■ **Data**:
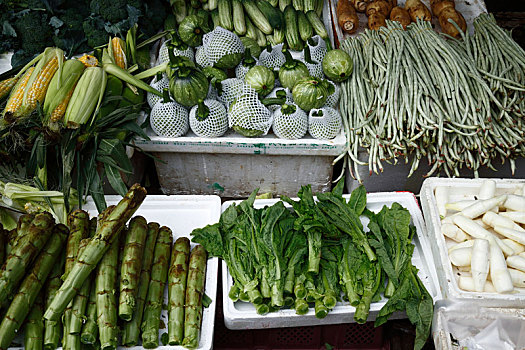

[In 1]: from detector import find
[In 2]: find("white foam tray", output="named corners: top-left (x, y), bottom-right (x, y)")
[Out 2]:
top-left (222, 192), bottom-right (441, 329)
top-left (420, 178), bottom-right (525, 307)
top-left (10, 195), bottom-right (221, 350)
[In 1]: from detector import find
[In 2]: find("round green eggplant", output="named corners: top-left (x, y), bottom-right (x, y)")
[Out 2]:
top-left (292, 77), bottom-right (329, 111)
top-left (244, 66), bottom-right (275, 96)
top-left (323, 49), bottom-right (354, 83)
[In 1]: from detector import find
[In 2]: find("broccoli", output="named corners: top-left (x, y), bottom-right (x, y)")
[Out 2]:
top-left (90, 0), bottom-right (128, 23)
top-left (82, 16), bottom-right (109, 47)
top-left (13, 11), bottom-right (53, 56)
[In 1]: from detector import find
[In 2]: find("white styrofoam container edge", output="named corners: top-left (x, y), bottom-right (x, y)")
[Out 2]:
top-left (222, 192), bottom-right (441, 329)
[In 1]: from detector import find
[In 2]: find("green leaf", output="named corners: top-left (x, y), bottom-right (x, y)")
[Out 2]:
top-left (350, 186), bottom-right (366, 216)
top-left (104, 164), bottom-right (128, 197)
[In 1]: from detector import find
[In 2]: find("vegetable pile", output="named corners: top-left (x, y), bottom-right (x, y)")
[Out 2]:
top-left (0, 185), bottom-right (208, 350)
top-left (191, 181), bottom-right (433, 349)
top-left (341, 14), bottom-right (525, 180)
top-left (435, 180), bottom-right (525, 293)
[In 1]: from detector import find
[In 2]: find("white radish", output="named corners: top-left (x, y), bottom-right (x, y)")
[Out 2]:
top-left (448, 248), bottom-right (472, 266)
top-left (445, 199), bottom-right (478, 211)
top-left (458, 276), bottom-right (496, 293)
top-left (448, 239), bottom-right (474, 254)
top-left (502, 238), bottom-right (525, 255)
top-left (494, 225), bottom-right (525, 245)
top-left (507, 269), bottom-right (525, 288)
top-left (461, 195), bottom-right (507, 219)
top-left (503, 194), bottom-right (525, 211)
top-left (499, 211), bottom-right (525, 224)
top-left (470, 239), bottom-right (490, 292)
top-left (490, 244), bottom-right (514, 293)
top-left (478, 180), bottom-right (496, 200)
top-left (507, 255), bottom-right (525, 272)
top-left (454, 215), bottom-right (514, 256)
top-left (482, 211), bottom-right (525, 232)
top-left (441, 224), bottom-right (470, 242)
top-left (434, 186), bottom-right (448, 218)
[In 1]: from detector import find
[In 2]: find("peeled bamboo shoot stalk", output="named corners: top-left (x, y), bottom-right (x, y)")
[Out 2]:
top-left (0, 224), bottom-right (68, 350)
top-left (0, 213), bottom-right (55, 307)
top-left (119, 216), bottom-right (148, 321)
top-left (24, 294), bottom-right (44, 350)
top-left (95, 239), bottom-right (119, 350)
top-left (122, 222), bottom-right (159, 347)
top-left (44, 254), bottom-right (66, 350)
top-left (141, 226), bottom-right (173, 349)
top-left (44, 184), bottom-right (146, 320)
top-left (168, 237), bottom-right (190, 345)
top-left (182, 245), bottom-right (207, 349)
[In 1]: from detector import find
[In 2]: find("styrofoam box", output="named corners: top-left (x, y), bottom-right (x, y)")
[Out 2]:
top-left (10, 195), bottom-right (221, 350)
top-left (420, 178), bottom-right (525, 307)
top-left (222, 192), bottom-right (440, 329)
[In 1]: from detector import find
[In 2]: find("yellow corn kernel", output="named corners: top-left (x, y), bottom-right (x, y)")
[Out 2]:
top-left (0, 77), bottom-right (18, 98)
top-left (26, 57), bottom-right (58, 110)
top-left (78, 55), bottom-right (98, 67)
top-left (50, 89), bottom-right (73, 123)
top-left (111, 38), bottom-right (127, 69)
top-left (4, 67), bottom-right (35, 114)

■ **Aim**: Swap every "styrofoam" in the items above for "polystyrene" and write them out again with nothing else changed, leaving out the pictures.

■ **Response to this exercise**:
[In 1]: from detector import find
[In 2]: find("white foam tray", output="named corners: top-left (x, y), bottom-right (x, y)")
[Out 2]:
top-left (222, 192), bottom-right (441, 329)
top-left (420, 178), bottom-right (525, 307)
top-left (10, 195), bottom-right (221, 350)
[In 1]: from detector import find
[In 2]: find("round green eggplant", output="named corners: top-left (x, y), bottom-right (x, y)")
[Out 2]:
top-left (292, 77), bottom-right (329, 111)
top-left (244, 66), bottom-right (275, 96)
top-left (323, 49), bottom-right (354, 83)
[In 1]: from detector import find
[In 2]: find("broccoli", output="named corners: top-left (x, y), bottom-right (x, y)")
[Out 2]:
top-left (90, 0), bottom-right (128, 23)
top-left (82, 16), bottom-right (109, 47)
top-left (13, 11), bottom-right (53, 56)
[In 1]: from detector import find
[In 2]: find("white polystyrene container edge", output="named corners: top-left (x, y), bottom-right (x, y)")
[Out 2]:
top-left (222, 192), bottom-right (441, 329)
[In 1]: from detector import find
[In 2]: find("green leaf", output="named corners: top-left (x, y), bottom-right (x, y)")
[Out 2]:
top-left (350, 186), bottom-right (366, 216)
top-left (104, 164), bottom-right (128, 197)
[In 1]: from detector import find
[In 2]: find("vegetable pile", output="named corners: top-left (x, y), bottom-right (x, y)")
[Out 2]:
top-left (0, 185), bottom-right (208, 350)
top-left (191, 181), bottom-right (433, 349)
top-left (341, 14), bottom-right (525, 180)
top-left (435, 180), bottom-right (525, 293)
[In 1]: from detector import find
[In 2]: find("white radish", output="named corners: top-left (x, y), bottom-right (x, y)")
[Out 2]:
top-left (448, 248), bottom-right (472, 266)
top-left (445, 199), bottom-right (478, 211)
top-left (458, 276), bottom-right (496, 293)
top-left (448, 239), bottom-right (474, 254)
top-left (502, 238), bottom-right (525, 255)
top-left (494, 225), bottom-right (525, 245)
top-left (507, 269), bottom-right (525, 288)
top-left (461, 195), bottom-right (507, 219)
top-left (503, 194), bottom-right (525, 211)
top-left (499, 211), bottom-right (525, 224)
top-left (470, 239), bottom-right (490, 292)
top-left (490, 244), bottom-right (514, 293)
top-left (478, 180), bottom-right (496, 200)
top-left (507, 255), bottom-right (525, 272)
top-left (454, 215), bottom-right (514, 256)
top-left (482, 211), bottom-right (525, 232)
top-left (441, 224), bottom-right (470, 242)
top-left (434, 186), bottom-right (448, 218)
[In 1]: from detector import find
[In 2]: find("peeled bamboo shoot stalk", output="named corners: top-left (x, y), bottom-right (x, y)")
[Out 2]:
top-left (0, 224), bottom-right (68, 350)
top-left (0, 213), bottom-right (55, 307)
top-left (119, 216), bottom-right (148, 321)
top-left (24, 294), bottom-right (44, 350)
top-left (95, 239), bottom-right (119, 350)
top-left (122, 222), bottom-right (159, 347)
top-left (44, 254), bottom-right (66, 350)
top-left (141, 226), bottom-right (173, 349)
top-left (44, 184), bottom-right (146, 320)
top-left (168, 237), bottom-right (190, 345)
top-left (182, 245), bottom-right (207, 349)
[In 1]: from detector import find
[In 2]: find("polystyrene box", output="named corners: top-left (x, y), bottom-right (x, y)")
[Out 2]:
top-left (10, 195), bottom-right (221, 350)
top-left (420, 178), bottom-right (525, 307)
top-left (222, 192), bottom-right (440, 329)
[In 1]: from detector import find
[In 2]: find("yellow corn kernel", output="named corners: top-left (x, y), bottom-right (x, y)")
[Out 2]:
top-left (0, 77), bottom-right (18, 98)
top-left (26, 57), bottom-right (58, 110)
top-left (78, 55), bottom-right (98, 67)
top-left (50, 89), bottom-right (73, 123)
top-left (111, 38), bottom-right (127, 69)
top-left (4, 67), bottom-right (35, 114)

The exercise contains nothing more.